#### Information

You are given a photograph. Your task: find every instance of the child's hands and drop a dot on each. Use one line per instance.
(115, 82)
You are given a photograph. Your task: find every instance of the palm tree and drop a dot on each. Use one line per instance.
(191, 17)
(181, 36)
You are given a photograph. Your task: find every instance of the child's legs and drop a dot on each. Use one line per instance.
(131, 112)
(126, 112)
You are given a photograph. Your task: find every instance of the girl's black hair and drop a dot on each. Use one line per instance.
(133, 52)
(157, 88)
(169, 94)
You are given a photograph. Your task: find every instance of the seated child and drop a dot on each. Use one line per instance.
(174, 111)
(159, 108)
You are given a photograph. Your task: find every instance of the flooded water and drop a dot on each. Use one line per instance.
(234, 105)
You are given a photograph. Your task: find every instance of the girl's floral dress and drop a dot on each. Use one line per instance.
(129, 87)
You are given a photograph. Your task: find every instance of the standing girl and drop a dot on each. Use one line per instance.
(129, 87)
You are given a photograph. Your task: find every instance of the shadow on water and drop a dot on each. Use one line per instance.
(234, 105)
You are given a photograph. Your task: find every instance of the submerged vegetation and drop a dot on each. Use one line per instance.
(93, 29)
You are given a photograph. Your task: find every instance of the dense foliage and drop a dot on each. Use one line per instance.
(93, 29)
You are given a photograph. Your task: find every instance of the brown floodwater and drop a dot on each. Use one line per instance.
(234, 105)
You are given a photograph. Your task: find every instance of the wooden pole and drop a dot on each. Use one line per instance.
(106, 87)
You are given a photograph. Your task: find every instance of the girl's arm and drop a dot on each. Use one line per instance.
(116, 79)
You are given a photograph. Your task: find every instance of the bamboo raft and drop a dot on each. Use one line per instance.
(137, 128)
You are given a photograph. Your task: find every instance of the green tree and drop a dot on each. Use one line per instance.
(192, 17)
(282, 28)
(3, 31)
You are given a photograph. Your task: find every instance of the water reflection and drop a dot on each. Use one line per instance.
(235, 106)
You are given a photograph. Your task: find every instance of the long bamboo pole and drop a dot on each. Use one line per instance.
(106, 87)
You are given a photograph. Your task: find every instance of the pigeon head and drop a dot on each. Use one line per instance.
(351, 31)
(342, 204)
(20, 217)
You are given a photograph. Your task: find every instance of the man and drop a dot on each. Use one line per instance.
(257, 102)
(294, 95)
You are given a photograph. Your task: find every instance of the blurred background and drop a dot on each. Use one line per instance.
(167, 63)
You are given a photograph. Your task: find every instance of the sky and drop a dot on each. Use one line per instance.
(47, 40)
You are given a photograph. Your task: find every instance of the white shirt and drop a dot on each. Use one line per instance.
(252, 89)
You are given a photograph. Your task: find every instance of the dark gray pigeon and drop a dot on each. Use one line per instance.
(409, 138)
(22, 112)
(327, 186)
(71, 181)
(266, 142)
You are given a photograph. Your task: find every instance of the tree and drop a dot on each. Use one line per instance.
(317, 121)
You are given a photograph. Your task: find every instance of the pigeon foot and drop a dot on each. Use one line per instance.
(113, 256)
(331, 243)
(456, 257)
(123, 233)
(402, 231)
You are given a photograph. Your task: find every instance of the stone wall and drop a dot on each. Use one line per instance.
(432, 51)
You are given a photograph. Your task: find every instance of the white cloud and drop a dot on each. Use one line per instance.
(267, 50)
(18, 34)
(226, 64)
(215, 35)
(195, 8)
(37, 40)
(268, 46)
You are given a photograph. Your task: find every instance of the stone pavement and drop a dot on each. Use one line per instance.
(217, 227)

########

= Task brief =
All the lines above need to be printed again, exactly.

= Solution to this task =
You are given a photograph. Your task: find every instance of the child's hands and drop a dot on each. Use one line per instance.
(115, 82)
You are given a photograph. Your task: find every instance of the palm tree and drop a dot on each. Use one line per instance.
(191, 17)
(181, 36)
You are given a photograph. Your task: find every instance of the child's legs and drop a dot on each. Use one line per instance.
(131, 112)
(126, 112)
You are given a photograph. Your task: find every instance of the girl's black hair and drop a dot on each. Use one line per instance.
(133, 52)
(157, 88)
(169, 94)
You are given a photograph. Your task: find every instance of the seated child and drop a dot on each. Use one line per instance.
(174, 111)
(159, 108)
You are given a photograph. Your task: find every instance of the flooded water and drop a dot on each. Use one line per instance.
(234, 105)
You are given a photograph. Your task: find every instance of the girl's floral dress and drop a dot on each. Use one line per instance.
(129, 87)
You are given a photograph. Your task: find every instance of the standing girl and drop a dot on each. Use one line per instance.
(129, 87)
You are given a photograph. Your task: find every instance of the shadow on water and drop a dot on each. Use one line per instance.
(234, 105)
You are given a photograph. Your task: find every instance of the submerged vegetation and drop a dot on each. Use one line per instance.
(93, 29)
You are given a photograph. Your task: find every instance of the dense foliage and drop a dot on each. Use one line per instance.
(93, 29)
You are given a photograph. Your task: find every instance of the brown floodwater and drop a dot on each. Use one line per instance.
(234, 105)
You are given a photograph. Your task: find every instance of the wooden pole and drop a dot on each. Use one line per instance.
(106, 87)
You are given a photograph. Your task: find every instance of the girl's arm and drop a dot on each. Use one line per instance.
(116, 79)
You are given a photograph. Your task: find every instance of the bamboo raft and drop a dot on each. Use one line per instance.
(137, 128)
You are given a photograph. Your task: find every instance of the green tree and drop a dot on each. Use one line per instance.
(192, 17)
(282, 28)
(3, 31)
You are given a photograph. Your task: find every instance of the water reflection and drop a dot on each. Use one line per instance.
(235, 106)
You are given a photograph. Your task: find every instance of the long bamboo pole and drop a dot on each. Use one line per instance.
(106, 87)
You are given a photograph. Your task: find every instance of the pigeon head and drop a dot on each. Use one line per instance.
(351, 31)
(342, 204)
(20, 217)
You are given a photograph. Your task: find every instance of the man and drop a dot on each. Use one line per instance.
(257, 102)
(294, 95)
You are given a photograph. Your task: find every instance of the blurred background and drop a dot on each. Use one line per instance.
(167, 63)
You are given a photograph. Your task: find every instance of the sky and drop a dot on each. Use one line per instance.
(47, 40)
You are given a photograph. Your task: find every instance of the white shirt and drop a dot on each. Use one line per instance.
(252, 89)
You are given a photograph. Your task: find every instance of the dark gray pigeon and drop a dot on each. Use one line per instance.
(409, 138)
(22, 112)
(327, 186)
(71, 181)
(266, 142)
You are given a photograph. Your task: find every instance of the tree and drop a dot on each. Use one line per instance.
(317, 121)
You are given a photograph. Your task: find every instance of the pigeon foot and drop a dot on each. Use one line per instance.
(113, 256)
(331, 243)
(456, 257)
(123, 233)
(402, 231)
You are given a photograph. Your task: find every instance of the stone wall and drop a dot on each. Use one line per instance.
(432, 51)
You are given a photograph. Your task: find every instance of the white cloud and drop a dot on each. Use one line per instance.
(267, 50)
(18, 34)
(226, 64)
(215, 35)
(195, 8)
(37, 40)
(268, 46)
You are given a photograph. Your task: find every instance of the stone pavement and drop a dot on each. Use one line per instance.
(217, 227)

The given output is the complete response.